__WORK TO COMPLETE__. Extend the passage about workplace surveillance and the WeClock app, beginning immediately after its final sentence.

Abstract futuristic technological image showing a digital clock

In July the beta version of one of those ideas – the WeClock app – was launched, but soon after Facebook decided to ban the app on its platform. Following discussions with the app developers, Facebook has now reversed this decision.

At Prospect, we have long been aware of big data and the need to secure the interests of our members when it comes to all the ways that algorithm-based software can be used at work.

Desktop spying

Indeed, many apps seek to put a “spy on our desktop” – and with more people working from home during the pandemic, the risk increases of employers also wanting to put a “spy in our homes”.

Google has invested billions in mapping the world and developing self-driving car technology, because it wants to be in a position to shape our technology choices when it comes to our mobility.

That means knowing where we go, how often we go there and how often (and where) we stop en route. This encroaches into our lives as workers as well as private citizens.

Facebook is not the only example – merely among the most egregious. Earlier this summer, the social media platform pitched that Facebook Workplace, its office collaboration project, would allow employers to control the content of group discussions by banning words such as “unionize”.

__RECORD SET__.
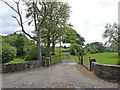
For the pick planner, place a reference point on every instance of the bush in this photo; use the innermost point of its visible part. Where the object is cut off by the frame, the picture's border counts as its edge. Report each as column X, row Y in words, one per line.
column 8, row 52
column 32, row 54
column 44, row 50
column 75, row 49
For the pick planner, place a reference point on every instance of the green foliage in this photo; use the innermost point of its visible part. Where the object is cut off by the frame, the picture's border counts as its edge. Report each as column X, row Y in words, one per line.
column 104, row 58
column 16, row 60
column 32, row 54
column 19, row 41
column 44, row 50
column 8, row 52
column 76, row 49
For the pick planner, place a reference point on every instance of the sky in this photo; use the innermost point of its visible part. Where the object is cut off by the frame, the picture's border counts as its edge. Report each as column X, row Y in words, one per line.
column 88, row 18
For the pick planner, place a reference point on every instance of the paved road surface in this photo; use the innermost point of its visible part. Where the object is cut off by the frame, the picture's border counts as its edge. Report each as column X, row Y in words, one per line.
column 62, row 75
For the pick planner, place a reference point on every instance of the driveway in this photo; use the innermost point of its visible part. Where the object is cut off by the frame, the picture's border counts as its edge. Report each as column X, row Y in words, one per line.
column 67, row 74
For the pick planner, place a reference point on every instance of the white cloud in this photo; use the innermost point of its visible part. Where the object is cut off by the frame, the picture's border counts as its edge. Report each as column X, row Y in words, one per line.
column 88, row 17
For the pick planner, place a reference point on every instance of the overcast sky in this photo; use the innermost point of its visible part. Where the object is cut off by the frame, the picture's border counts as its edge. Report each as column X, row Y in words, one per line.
column 88, row 17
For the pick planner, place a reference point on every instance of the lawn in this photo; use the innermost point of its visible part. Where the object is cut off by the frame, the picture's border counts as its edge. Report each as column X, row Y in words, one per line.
column 104, row 58
column 16, row 60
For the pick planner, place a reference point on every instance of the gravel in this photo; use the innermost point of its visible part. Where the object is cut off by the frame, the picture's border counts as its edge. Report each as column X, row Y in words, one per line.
column 62, row 75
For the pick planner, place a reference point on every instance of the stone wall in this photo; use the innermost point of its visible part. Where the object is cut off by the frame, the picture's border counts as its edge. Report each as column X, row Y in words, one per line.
column 108, row 72
column 20, row 66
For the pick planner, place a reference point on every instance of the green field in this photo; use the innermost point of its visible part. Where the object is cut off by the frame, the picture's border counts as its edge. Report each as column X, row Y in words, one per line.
column 16, row 60
column 56, row 58
column 103, row 58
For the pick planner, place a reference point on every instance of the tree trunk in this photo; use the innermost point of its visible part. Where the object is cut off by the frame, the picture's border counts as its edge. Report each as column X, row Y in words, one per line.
column 119, row 45
column 38, row 46
column 53, row 48
column 48, row 45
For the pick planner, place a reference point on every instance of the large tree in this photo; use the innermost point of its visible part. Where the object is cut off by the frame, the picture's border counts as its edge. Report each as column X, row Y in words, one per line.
column 54, row 23
column 38, row 11
column 112, row 32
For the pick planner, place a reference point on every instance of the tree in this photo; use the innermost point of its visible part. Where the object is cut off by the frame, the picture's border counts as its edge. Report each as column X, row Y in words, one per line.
column 54, row 23
column 38, row 17
column 71, row 36
column 112, row 32
column 98, row 46
column 8, row 52
column 20, row 41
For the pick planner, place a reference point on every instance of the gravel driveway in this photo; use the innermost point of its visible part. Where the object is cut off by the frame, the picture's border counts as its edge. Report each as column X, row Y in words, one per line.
column 62, row 75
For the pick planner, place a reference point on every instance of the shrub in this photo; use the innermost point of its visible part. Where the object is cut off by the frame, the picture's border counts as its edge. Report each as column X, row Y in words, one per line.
column 75, row 49
column 8, row 52
column 44, row 50
column 32, row 54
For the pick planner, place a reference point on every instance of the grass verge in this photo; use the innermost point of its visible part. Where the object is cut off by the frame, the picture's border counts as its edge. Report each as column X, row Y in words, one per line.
column 103, row 58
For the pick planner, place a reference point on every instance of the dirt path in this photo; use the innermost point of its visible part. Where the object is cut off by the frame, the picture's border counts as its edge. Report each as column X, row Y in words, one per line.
column 62, row 75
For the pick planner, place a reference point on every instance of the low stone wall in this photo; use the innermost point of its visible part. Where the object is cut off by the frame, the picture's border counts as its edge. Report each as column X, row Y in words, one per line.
column 108, row 72
column 20, row 66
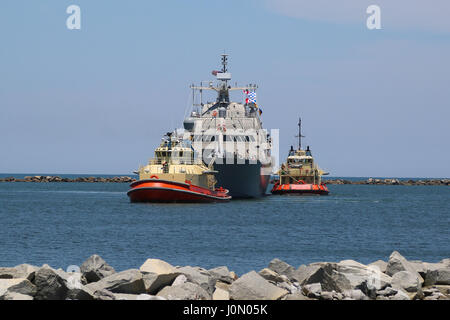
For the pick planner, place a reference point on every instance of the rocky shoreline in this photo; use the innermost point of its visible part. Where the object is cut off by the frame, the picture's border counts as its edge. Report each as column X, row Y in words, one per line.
column 127, row 179
column 395, row 279
column 118, row 179
column 391, row 181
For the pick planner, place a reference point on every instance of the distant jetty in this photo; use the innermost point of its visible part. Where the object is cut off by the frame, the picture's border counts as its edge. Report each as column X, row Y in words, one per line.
column 395, row 279
column 118, row 179
column 127, row 179
column 392, row 181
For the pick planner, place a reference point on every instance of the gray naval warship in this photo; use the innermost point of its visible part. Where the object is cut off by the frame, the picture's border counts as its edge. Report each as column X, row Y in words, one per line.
column 229, row 136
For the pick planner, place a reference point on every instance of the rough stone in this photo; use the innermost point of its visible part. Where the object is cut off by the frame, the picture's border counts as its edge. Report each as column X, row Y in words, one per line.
column 281, row 267
column 128, row 281
column 295, row 296
column 17, row 285
column 221, row 274
column 21, row 271
column 398, row 263
column 326, row 295
column 157, row 266
column 95, row 269
column 304, row 272
column 221, row 294
column 439, row 276
column 179, row 280
column 355, row 294
column 270, row 275
column 15, row 296
column 50, row 285
column 251, row 286
column 96, row 292
column 313, row 290
column 348, row 275
column 380, row 264
column 406, row 280
column 142, row 296
column 400, row 295
column 389, row 291
column 199, row 276
column 185, row 291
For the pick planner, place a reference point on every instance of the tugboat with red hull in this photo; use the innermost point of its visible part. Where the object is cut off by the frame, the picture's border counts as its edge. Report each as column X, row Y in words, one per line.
column 300, row 175
column 174, row 176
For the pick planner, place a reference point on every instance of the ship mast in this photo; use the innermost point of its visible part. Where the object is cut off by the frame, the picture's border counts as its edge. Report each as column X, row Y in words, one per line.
column 300, row 134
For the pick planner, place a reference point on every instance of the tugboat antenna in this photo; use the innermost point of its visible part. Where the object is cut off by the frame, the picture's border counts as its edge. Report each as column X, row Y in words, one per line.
column 300, row 133
column 224, row 62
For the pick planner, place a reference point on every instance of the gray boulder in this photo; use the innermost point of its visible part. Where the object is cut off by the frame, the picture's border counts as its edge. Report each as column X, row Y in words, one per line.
column 389, row 291
column 221, row 294
column 143, row 296
column 95, row 269
column 424, row 267
column 128, row 281
column 440, row 276
column 179, row 280
column 398, row 263
column 400, row 295
column 304, row 272
column 18, row 285
column 50, row 285
column 406, row 280
column 15, row 296
column 74, row 283
column 295, row 296
column 251, row 286
column 313, row 290
column 348, row 275
column 199, row 276
column 270, row 275
column 185, row 291
column 221, row 274
column 26, row 271
column 157, row 274
column 380, row 264
column 281, row 267
column 96, row 292
column 355, row 294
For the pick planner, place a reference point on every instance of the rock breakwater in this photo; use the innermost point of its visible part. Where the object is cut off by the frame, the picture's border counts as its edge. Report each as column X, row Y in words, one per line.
column 118, row 179
column 127, row 179
column 395, row 279
column 392, row 181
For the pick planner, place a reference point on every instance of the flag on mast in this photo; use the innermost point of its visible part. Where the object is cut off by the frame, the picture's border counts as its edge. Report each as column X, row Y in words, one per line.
column 251, row 98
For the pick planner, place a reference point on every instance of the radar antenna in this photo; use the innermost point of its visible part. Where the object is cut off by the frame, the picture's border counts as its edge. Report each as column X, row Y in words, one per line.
column 224, row 62
column 299, row 136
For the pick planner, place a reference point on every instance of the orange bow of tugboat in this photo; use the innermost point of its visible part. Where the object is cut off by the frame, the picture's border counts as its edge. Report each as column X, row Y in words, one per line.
column 175, row 176
column 157, row 190
column 299, row 175
column 305, row 188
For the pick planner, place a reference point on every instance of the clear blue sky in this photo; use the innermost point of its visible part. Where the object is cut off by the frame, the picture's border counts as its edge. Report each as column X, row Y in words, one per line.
column 97, row 100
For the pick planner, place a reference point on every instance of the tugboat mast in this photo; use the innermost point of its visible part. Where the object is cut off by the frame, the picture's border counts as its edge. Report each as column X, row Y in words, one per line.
column 300, row 134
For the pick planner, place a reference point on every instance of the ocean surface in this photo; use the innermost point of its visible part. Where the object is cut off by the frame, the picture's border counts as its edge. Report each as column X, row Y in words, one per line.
column 62, row 224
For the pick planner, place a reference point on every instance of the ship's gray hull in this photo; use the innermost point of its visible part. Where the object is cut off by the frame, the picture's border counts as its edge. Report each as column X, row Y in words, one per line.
column 242, row 180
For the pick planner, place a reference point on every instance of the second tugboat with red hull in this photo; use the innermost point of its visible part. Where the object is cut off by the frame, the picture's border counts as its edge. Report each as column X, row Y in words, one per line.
column 174, row 176
column 300, row 175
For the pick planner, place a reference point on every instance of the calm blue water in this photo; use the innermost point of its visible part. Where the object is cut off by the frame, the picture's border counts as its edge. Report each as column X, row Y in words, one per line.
column 64, row 223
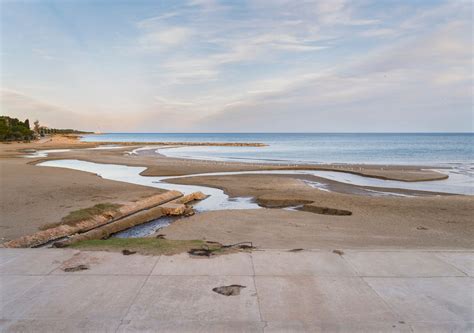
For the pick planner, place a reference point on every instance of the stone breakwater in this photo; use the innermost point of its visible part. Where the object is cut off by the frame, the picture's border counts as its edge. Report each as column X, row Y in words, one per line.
column 178, row 143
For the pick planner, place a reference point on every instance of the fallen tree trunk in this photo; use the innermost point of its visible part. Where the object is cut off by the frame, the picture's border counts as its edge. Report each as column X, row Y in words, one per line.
column 106, row 230
column 170, row 208
column 64, row 230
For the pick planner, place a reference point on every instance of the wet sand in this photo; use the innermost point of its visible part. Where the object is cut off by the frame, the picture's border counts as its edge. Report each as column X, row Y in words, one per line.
column 32, row 196
column 443, row 222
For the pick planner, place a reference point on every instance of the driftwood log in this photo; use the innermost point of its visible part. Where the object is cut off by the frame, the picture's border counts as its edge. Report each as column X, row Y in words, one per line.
column 65, row 230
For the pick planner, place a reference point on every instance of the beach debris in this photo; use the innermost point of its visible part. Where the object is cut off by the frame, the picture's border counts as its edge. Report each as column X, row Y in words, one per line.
column 241, row 245
column 232, row 290
column 95, row 222
column 77, row 268
column 325, row 210
column 126, row 252
column 204, row 251
column 207, row 251
column 296, row 250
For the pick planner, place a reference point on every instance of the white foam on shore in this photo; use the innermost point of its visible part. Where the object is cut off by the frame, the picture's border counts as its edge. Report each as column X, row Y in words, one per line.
column 218, row 200
column 45, row 153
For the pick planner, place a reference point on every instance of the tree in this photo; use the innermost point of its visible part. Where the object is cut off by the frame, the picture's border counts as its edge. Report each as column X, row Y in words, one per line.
column 37, row 127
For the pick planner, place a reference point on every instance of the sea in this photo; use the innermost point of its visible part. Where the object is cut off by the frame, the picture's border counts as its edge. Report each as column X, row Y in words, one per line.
column 430, row 149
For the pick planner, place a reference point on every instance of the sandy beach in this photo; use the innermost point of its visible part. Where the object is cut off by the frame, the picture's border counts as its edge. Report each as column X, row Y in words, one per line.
column 33, row 196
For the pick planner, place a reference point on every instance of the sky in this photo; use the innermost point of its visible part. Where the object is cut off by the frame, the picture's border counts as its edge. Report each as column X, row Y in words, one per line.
column 239, row 66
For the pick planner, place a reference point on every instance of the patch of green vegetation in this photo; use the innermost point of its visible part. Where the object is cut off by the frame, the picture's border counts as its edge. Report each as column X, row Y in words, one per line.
column 12, row 129
column 147, row 246
column 79, row 215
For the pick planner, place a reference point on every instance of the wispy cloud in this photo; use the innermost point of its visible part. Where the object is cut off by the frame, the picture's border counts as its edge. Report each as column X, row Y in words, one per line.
column 212, row 65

__YOUR RESPONSE__.
It later had to backtrack after complaints by its own employees and the US trade union organisation AFL-CIO.

Knowledge is power

Not least when it comes to the workplace, the data on which our choices are based belongs to us – or should do. Surveillance software undermines that principle and its very existence raises the need for accountability and worker involvement in decision-making about its use. Data needs to become part of our bargaining agenda.

This battleground reveals the rationale for Facebook’s initial decision regarding WeClock: its whole reason for being lies in hoovering up our data about what interests us, analysing that and then packaging it to secure advertising revenues.

Start-ups like WeClock enable workers to log their own working hours and overtime to protect themselves from being overworked and underpaid. Crucially that leaves control of the data entirely in users’ hands.

As Christina J. Colclough, who led the team behind WeClock, says: “In a world increasingly controlled by corporate data extraction and the analysis companies perform on this data, unions now have a tool that allows them to offer workers’ realities to the world.

“WeClock is designed for workers, by workers. Using the tool, they can gather undeniable evidence in their quest for decent work and the battle against unsafe, unfair and irresponsible working conditions.

“WeClock was developed by Guardian Project and is a self-tracking privacy-preserving tool we can be proud of.”

The more that apps opt for such an ethical approach, the more those users will understand how platforms like Facebook and Google operate.

And the more that people realise the importance of asserting their rights over their data, the more shaky these platforms’ way of operating becomes.

At work, Facebook’s monitoring software, Workplace, is a key tool it can sell to employers confronted with worker recognition campaigns.

Online activism

I doubt we have heard the last of Facebook Workplace. Lobbyist and employer consultant Rick Berman has said the pandemic has encouraged a “historic rise in labour activism.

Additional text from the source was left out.